Start of RECORDS SHOWN
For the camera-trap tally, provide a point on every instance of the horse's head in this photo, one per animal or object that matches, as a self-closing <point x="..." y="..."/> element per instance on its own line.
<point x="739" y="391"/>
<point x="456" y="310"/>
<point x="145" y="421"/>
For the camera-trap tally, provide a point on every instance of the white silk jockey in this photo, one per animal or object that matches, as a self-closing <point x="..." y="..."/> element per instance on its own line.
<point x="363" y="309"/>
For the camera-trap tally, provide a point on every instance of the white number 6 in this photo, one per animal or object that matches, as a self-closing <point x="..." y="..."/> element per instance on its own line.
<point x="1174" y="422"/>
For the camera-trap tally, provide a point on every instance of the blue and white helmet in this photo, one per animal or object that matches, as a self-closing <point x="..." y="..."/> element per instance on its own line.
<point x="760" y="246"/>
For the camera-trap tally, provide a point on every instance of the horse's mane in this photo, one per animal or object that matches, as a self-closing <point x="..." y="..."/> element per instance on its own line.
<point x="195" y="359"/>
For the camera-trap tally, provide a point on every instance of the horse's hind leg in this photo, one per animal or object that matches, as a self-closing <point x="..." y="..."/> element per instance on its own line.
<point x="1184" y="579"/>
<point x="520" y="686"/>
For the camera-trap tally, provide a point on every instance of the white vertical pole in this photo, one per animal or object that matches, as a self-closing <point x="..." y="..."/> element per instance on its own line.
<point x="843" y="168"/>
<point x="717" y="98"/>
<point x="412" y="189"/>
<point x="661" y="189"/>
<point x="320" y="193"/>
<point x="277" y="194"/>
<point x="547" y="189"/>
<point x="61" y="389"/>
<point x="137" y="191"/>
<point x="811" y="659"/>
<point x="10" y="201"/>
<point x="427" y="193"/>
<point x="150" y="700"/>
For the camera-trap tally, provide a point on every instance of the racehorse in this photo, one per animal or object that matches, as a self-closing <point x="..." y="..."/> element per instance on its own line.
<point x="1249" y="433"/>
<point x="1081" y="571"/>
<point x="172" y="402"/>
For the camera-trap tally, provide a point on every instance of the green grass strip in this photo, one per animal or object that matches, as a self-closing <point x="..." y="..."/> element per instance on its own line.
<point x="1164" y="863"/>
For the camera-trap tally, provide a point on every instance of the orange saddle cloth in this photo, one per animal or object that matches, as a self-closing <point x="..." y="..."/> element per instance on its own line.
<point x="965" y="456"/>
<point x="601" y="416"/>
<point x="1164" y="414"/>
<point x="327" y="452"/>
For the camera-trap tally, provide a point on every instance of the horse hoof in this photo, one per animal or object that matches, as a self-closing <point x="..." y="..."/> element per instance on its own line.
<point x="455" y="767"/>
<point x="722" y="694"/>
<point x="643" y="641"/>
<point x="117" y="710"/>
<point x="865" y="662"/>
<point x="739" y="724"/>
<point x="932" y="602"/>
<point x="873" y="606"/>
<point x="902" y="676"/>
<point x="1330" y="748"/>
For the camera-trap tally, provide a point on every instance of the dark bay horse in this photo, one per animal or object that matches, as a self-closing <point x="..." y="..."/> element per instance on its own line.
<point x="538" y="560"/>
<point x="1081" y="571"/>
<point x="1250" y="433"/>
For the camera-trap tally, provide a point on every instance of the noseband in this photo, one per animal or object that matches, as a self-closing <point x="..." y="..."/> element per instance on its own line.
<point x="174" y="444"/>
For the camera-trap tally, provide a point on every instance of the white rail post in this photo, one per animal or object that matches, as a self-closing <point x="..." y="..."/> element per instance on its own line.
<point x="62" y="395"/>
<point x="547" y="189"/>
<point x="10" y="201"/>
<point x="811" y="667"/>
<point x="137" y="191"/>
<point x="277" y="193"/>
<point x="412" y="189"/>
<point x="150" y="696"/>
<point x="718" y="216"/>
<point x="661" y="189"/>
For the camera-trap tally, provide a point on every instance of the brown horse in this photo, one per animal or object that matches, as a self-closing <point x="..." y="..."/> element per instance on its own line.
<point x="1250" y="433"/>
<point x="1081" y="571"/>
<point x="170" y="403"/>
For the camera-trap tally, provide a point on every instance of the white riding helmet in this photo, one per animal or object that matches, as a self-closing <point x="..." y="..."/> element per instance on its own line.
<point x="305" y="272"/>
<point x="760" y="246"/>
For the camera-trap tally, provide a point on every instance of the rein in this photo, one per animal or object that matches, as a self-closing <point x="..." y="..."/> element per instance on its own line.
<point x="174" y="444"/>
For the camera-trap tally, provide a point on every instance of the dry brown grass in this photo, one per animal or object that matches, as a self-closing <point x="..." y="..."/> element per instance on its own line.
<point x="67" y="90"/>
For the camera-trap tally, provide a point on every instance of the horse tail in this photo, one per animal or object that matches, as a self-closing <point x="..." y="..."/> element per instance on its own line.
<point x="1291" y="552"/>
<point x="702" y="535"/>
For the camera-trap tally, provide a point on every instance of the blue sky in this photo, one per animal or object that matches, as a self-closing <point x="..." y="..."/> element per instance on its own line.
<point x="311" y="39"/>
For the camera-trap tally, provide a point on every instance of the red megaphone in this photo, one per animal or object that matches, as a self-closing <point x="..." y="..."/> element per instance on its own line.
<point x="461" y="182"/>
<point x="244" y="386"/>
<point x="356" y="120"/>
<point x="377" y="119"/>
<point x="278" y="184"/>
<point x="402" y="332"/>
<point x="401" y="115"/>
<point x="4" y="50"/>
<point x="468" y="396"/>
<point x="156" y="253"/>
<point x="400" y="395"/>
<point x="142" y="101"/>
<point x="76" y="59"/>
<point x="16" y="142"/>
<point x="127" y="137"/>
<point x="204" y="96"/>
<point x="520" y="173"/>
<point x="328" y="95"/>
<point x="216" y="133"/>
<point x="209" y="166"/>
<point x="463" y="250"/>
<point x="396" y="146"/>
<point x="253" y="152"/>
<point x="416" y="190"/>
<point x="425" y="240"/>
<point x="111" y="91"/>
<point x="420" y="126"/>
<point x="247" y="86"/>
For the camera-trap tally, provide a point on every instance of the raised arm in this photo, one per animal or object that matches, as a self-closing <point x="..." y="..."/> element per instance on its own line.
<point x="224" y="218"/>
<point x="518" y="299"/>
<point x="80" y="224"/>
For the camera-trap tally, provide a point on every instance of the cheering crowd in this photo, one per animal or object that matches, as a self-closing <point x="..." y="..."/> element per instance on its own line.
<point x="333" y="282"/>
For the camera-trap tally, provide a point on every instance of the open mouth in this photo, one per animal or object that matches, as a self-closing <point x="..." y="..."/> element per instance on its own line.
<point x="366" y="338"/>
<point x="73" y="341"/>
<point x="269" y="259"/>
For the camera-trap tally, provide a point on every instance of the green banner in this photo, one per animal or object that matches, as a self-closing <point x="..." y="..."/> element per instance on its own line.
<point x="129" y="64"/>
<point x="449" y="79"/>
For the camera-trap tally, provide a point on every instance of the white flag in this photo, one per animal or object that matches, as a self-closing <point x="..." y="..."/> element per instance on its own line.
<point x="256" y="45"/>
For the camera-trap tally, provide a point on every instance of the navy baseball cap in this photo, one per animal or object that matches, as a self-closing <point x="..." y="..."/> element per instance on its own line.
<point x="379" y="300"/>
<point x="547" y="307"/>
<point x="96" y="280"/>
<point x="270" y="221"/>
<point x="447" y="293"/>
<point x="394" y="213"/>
End of RECORDS SHOWN
* INSTRUCTIONS TO FOLLOW:
From the line holding "of the navy" down to the final line above, quote every line exactly and only those lines.

* SOLUTION:
For the camera-trap tally, provide a point on every instance of the navy baseball cap in this photo, one per animal or object that matches, as a self-closing <point x="..." y="..."/> element per instance on its own line.
<point x="379" y="300"/>
<point x="547" y="307"/>
<point x="96" y="280"/>
<point x="270" y="221"/>
<point x="447" y="293"/>
<point x="394" y="213"/>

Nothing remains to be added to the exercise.